-- GIVEN EXERCISE --
Copy out only those lines running from the line with "find the desert landscape" to the end of the listing, keeping each one exactly as it is.

-- PROVIDED DATA --
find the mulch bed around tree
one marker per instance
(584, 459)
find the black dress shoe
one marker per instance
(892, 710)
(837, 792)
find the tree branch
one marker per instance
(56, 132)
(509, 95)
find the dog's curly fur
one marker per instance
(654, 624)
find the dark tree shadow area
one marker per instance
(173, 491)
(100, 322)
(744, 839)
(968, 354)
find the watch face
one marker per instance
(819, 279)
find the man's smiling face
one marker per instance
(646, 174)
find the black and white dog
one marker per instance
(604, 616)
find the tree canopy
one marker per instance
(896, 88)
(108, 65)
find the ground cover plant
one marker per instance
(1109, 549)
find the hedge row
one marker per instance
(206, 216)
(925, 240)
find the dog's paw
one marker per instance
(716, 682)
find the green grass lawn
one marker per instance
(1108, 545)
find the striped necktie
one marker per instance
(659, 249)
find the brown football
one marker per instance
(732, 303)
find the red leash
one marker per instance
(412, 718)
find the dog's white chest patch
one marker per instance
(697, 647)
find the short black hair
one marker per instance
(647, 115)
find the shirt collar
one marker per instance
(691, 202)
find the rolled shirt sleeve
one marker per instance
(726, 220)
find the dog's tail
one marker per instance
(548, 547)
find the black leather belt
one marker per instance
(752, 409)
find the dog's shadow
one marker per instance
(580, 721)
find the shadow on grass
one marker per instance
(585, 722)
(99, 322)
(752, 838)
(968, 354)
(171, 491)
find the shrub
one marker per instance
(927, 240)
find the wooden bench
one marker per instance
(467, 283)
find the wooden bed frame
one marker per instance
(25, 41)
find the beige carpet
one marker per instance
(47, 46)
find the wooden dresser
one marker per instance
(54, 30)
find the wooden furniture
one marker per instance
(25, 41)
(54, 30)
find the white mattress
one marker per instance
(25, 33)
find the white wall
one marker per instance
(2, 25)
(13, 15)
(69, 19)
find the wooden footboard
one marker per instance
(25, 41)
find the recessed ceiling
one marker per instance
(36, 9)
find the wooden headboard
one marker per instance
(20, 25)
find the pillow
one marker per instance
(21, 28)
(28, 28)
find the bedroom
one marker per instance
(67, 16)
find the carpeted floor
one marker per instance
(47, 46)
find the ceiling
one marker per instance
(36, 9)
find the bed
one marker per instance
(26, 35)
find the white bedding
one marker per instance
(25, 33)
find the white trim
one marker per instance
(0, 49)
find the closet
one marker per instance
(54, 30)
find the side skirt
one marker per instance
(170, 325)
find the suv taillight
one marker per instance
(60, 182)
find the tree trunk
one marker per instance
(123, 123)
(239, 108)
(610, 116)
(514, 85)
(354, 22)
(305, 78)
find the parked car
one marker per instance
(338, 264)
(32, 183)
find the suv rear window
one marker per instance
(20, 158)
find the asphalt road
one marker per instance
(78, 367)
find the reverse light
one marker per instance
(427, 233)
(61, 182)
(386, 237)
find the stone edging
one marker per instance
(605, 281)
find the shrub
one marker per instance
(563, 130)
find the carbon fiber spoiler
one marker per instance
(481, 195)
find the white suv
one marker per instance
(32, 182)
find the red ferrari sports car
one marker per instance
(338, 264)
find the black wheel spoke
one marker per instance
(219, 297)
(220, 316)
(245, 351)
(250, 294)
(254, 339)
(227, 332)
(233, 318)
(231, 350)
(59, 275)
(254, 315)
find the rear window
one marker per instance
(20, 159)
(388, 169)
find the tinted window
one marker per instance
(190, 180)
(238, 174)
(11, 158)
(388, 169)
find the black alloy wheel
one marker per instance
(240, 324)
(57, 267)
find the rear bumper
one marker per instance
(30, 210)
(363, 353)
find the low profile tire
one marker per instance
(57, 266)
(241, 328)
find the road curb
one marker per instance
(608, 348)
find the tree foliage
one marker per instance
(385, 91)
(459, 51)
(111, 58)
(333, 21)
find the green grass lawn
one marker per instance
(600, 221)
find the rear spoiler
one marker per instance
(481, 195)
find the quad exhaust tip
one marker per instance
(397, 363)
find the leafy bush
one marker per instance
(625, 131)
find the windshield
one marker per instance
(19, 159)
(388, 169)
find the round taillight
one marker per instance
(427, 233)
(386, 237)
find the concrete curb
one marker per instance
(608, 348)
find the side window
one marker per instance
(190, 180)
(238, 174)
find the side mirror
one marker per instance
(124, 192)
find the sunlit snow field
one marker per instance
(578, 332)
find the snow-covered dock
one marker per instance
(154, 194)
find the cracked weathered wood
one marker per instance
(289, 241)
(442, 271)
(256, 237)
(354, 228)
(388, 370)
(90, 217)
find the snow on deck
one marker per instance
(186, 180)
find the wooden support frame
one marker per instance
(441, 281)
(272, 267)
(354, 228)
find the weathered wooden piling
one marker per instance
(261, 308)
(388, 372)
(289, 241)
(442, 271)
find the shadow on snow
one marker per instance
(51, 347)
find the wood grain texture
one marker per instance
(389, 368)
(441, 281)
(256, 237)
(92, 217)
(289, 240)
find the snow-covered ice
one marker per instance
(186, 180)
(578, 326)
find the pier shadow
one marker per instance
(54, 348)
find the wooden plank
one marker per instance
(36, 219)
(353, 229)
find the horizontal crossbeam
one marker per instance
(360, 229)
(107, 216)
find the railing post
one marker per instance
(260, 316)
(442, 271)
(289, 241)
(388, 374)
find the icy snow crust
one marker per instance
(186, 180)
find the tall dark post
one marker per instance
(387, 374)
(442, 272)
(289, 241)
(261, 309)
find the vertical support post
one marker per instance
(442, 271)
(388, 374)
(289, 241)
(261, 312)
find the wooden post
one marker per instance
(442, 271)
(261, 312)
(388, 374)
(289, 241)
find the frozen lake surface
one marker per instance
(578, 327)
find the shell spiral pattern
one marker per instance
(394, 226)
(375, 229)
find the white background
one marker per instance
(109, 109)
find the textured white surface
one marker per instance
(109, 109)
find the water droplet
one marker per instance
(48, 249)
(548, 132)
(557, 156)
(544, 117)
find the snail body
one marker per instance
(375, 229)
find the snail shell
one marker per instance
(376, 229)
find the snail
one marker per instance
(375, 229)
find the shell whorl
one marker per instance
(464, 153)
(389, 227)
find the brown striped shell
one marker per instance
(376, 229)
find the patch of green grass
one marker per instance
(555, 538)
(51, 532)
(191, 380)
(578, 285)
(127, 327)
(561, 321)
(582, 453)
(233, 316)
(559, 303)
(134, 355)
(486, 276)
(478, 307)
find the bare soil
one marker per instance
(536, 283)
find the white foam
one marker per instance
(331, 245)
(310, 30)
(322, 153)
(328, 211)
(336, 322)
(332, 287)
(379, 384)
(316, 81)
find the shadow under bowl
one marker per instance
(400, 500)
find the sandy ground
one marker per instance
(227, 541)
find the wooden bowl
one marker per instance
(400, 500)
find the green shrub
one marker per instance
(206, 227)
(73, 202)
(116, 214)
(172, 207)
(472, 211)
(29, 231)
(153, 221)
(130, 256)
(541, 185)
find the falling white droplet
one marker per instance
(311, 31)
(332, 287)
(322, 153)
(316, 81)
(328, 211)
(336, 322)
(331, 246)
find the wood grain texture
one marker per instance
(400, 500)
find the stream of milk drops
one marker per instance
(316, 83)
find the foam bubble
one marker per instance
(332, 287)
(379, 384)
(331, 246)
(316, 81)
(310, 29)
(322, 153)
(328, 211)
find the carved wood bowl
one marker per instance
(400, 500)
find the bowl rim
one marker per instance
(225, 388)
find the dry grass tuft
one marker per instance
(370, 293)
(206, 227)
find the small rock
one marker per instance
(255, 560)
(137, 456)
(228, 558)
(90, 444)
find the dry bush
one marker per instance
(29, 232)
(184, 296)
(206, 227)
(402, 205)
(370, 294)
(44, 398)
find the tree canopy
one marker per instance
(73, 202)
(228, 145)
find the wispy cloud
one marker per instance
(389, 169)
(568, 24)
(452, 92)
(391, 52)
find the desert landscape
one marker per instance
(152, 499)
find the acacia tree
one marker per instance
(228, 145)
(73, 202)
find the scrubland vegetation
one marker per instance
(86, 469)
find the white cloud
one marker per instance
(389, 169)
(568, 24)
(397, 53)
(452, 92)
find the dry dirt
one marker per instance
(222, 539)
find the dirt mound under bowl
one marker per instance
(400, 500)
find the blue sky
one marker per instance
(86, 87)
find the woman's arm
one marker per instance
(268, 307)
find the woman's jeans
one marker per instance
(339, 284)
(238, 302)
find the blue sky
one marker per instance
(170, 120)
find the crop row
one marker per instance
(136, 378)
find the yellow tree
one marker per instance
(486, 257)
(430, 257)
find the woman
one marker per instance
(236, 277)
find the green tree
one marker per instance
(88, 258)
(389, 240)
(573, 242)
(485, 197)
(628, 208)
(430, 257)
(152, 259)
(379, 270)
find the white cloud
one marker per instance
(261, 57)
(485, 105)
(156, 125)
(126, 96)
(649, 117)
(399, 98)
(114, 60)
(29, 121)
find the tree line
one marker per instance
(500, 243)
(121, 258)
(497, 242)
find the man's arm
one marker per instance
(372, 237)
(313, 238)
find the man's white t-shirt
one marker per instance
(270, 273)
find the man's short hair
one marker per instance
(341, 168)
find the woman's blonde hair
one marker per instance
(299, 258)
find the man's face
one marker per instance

-- THE OUTPUT --
find the desert landscape
one marker per instance
(152, 499)
find the acacia tree
one marker per instance
(228, 145)
(73, 202)
find the scrubland vegetation
one marker per instance
(86, 469)
find the white cloud
one marker per instance
(389, 169)
(568, 24)
(397, 53)
(452, 92)
find the dry dirt
one marker per instance
(222, 539)
find the dirt mound under bowl
one marker per instance
(400, 500)
find the blue sky
one marker per instance
(86, 87)
find the woman's arm
one marker per instance
(268, 307)
find the woman's jeans
one marker per instance
(339, 284)
(238, 302)
find the blue sky
one marker per instance
(170, 120)
find the crop row
one marker per instance
(136, 378)
find the yellow tree
one marker per instance
(486, 257)
(430, 257)
find the woman
one marker per instance
(236, 277)
find the green tree
one marker per instance
(88, 258)
(389, 240)
(573, 242)
(485, 197)
(628, 208)
(430, 257)
(152, 259)
(379, 270)
find the white cloud
one marker per instance
(261, 57)
(485, 105)
(156, 125)
(126, 96)
(649, 117)
(399, 98)
(114, 60)
(29, 121)
find the tree line
one marker per instance
(500, 243)
(121, 258)
(497, 242)
find the man's arm
one marker per instance
(372, 237)
(313, 238)
find the man's white t-shirt
one marker per instance
(270, 273)
find the man's short hair
one marker per instance
(341, 168)
find the woman's blonde hair
one marker per instance
(299, 258)
find the man's face
one marker per instance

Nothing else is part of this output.